Record set:
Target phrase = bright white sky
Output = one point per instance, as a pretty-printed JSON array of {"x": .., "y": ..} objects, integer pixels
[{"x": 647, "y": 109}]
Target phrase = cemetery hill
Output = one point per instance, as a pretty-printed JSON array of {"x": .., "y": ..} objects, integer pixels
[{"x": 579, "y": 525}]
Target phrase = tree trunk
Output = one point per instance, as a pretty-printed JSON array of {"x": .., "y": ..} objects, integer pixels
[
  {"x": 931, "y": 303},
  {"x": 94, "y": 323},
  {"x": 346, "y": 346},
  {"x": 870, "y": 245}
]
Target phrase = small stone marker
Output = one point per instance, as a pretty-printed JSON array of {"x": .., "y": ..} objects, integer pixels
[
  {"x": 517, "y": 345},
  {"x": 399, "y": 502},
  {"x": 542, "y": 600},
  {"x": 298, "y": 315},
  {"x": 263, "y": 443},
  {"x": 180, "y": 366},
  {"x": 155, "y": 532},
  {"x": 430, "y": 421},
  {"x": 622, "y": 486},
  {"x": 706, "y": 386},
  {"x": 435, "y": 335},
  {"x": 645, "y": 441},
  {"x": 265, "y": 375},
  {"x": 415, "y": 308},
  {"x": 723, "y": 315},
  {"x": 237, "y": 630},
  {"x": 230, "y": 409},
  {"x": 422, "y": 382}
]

What needs to be done:
In the entries above, how many lines contain the word "phrase"? Provide the number alone.

Result:
4